_Written task_
Locate each line in the rows below that contains the word "roof" and copy those lines out.

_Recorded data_
* BEGIN *

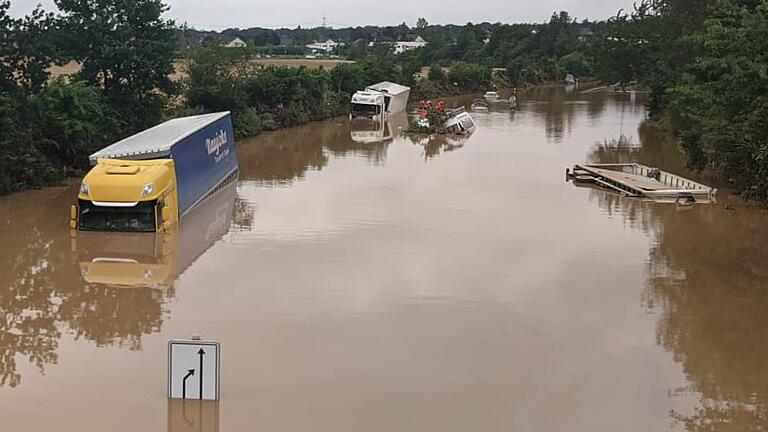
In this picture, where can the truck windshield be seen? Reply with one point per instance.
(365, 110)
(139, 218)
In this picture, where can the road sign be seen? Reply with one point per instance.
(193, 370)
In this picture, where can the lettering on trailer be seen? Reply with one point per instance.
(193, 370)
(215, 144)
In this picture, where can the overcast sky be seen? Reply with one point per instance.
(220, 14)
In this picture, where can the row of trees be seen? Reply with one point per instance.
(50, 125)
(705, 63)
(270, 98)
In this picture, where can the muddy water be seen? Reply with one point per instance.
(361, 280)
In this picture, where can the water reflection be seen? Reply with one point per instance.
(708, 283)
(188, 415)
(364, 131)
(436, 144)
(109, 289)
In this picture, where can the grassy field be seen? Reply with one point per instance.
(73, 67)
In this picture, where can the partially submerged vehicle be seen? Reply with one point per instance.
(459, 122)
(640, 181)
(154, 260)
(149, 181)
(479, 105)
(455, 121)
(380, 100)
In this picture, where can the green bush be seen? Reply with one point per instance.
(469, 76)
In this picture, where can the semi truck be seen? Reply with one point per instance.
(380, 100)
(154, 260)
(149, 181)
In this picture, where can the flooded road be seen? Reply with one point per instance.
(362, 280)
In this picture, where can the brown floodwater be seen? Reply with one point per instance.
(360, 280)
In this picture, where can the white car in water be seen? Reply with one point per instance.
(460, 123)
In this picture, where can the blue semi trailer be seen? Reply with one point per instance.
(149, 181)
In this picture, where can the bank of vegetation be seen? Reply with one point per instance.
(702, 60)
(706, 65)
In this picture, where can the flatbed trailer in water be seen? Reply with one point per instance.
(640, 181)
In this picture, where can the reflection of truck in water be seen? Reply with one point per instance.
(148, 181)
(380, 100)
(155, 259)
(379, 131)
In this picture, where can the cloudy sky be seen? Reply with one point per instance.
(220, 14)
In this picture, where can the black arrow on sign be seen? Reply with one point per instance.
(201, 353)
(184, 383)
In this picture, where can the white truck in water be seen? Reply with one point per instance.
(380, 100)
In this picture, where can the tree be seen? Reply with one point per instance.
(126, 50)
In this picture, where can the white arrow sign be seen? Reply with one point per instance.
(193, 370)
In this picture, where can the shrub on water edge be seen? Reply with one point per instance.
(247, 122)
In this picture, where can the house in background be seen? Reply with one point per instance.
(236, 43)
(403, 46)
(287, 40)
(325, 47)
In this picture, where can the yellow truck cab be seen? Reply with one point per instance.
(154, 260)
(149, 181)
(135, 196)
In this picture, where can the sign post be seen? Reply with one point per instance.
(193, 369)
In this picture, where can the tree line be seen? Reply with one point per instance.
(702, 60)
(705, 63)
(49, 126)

* END *
* BEGIN *

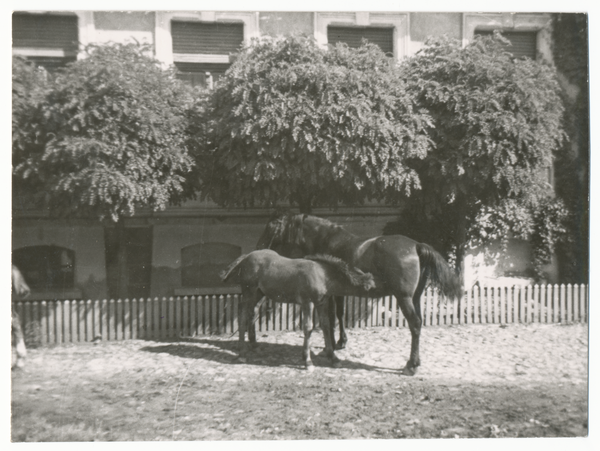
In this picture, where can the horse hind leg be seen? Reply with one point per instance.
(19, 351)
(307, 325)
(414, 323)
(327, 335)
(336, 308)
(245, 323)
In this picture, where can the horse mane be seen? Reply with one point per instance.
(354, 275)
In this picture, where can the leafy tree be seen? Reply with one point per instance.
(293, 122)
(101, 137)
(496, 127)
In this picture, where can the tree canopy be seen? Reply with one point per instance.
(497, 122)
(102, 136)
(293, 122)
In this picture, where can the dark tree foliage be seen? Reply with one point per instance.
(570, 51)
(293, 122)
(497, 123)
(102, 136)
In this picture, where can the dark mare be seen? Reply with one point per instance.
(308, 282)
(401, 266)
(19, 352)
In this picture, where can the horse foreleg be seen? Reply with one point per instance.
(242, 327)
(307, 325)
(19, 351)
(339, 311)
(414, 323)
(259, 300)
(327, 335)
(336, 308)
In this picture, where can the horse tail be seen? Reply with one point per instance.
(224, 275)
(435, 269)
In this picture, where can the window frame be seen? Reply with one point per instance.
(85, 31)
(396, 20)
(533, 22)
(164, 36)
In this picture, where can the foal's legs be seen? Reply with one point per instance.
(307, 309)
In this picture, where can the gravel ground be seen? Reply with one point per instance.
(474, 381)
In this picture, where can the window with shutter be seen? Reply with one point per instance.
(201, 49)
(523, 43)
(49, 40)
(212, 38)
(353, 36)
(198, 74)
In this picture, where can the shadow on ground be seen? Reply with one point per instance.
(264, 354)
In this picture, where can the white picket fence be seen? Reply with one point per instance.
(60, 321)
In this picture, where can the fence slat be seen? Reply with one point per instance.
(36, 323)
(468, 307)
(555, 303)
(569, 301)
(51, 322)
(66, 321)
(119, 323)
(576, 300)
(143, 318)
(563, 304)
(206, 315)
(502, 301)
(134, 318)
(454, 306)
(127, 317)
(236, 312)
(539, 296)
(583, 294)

* END *
* BEGIN *

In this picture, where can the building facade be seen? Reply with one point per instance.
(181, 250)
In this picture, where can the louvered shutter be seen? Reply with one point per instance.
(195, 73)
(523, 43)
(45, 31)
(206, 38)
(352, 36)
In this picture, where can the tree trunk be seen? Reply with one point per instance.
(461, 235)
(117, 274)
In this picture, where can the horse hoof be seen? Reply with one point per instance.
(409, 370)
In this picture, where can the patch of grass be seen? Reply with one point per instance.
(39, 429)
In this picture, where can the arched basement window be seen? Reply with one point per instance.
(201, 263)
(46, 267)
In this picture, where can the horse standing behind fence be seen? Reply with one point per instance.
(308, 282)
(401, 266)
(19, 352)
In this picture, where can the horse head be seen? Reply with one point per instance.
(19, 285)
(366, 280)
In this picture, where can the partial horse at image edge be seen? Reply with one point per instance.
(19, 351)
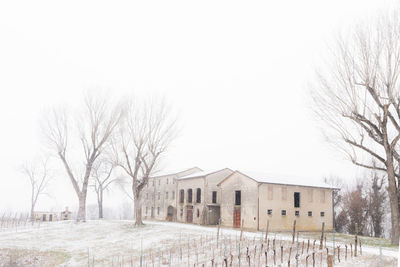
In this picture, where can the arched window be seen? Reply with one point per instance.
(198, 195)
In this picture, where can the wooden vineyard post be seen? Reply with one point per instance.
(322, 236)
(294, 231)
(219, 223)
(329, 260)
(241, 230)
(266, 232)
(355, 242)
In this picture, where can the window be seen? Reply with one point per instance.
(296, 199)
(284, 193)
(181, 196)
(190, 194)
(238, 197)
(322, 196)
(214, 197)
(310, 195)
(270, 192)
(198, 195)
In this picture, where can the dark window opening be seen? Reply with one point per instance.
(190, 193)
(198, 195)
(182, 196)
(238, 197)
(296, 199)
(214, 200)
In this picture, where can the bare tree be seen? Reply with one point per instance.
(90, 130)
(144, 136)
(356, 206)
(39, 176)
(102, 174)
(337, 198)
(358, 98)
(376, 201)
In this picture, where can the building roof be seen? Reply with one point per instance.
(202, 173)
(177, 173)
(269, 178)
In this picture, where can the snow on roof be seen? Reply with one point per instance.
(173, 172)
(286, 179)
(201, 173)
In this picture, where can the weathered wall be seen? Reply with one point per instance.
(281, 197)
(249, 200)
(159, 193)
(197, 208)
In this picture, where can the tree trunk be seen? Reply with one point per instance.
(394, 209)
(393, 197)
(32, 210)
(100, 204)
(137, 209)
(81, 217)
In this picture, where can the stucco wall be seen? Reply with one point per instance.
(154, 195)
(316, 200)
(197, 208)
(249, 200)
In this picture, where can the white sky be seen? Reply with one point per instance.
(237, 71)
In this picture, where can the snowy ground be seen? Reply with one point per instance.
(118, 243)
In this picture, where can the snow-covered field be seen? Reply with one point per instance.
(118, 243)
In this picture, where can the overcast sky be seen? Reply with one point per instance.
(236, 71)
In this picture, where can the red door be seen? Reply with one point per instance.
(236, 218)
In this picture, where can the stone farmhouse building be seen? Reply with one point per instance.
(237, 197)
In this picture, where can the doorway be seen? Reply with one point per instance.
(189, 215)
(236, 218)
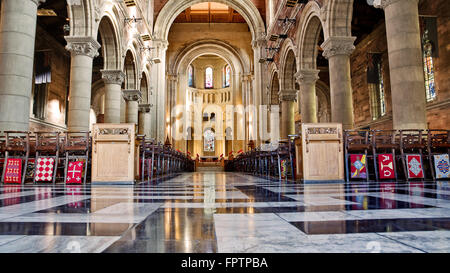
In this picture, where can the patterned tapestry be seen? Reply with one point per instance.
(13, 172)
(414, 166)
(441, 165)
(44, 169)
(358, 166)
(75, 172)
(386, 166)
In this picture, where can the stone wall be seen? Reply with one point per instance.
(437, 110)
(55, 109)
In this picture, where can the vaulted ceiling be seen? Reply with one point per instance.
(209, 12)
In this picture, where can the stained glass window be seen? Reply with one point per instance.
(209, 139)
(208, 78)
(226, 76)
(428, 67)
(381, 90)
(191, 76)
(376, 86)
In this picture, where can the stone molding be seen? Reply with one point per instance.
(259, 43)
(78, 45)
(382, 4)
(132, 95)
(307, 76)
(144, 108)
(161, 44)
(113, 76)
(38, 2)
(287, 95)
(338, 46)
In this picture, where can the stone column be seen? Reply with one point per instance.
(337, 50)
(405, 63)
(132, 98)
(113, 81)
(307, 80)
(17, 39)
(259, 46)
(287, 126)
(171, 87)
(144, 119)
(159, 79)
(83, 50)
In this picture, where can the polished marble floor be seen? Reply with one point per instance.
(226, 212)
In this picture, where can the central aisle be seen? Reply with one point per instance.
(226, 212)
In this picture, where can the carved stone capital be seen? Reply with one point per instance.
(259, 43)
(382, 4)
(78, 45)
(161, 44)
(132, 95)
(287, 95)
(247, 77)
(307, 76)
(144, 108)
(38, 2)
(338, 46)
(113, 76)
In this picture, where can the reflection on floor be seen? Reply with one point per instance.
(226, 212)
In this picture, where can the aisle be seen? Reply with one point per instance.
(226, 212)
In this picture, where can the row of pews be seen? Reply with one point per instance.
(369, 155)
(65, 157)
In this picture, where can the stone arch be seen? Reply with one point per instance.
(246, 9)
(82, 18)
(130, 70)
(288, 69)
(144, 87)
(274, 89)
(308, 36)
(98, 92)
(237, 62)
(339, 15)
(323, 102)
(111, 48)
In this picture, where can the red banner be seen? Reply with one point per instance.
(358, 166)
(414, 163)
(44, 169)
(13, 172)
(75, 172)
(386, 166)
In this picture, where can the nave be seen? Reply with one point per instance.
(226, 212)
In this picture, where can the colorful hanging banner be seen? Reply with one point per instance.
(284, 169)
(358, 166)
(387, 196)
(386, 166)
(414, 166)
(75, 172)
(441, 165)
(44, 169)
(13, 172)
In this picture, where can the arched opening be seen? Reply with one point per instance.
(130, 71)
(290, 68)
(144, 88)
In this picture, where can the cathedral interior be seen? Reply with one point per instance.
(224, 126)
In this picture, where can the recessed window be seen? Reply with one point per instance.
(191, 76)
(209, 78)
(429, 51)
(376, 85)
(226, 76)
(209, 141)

* END *

_Answer to this problem_
In this picture, where can the building roof be seen? Reply with one point per instance.
In this picture, where can the snow on roof be seen? Reply with one point per instance.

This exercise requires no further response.